Natural language region descriptions

::::

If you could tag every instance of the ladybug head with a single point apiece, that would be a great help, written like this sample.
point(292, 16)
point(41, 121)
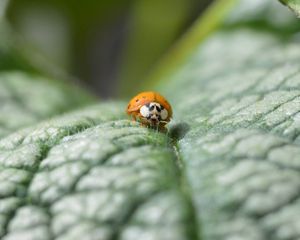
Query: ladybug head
point(154, 113)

::::

What is expected:
Reproduce the whole of the data, word for word, and omit its pictures.

Result of the task:
If you could tag every instance of the ladybug head with a single point apiece, that would be a great help, written like this sample.
point(292, 16)
point(41, 121)
Query: ladybug head
point(154, 113)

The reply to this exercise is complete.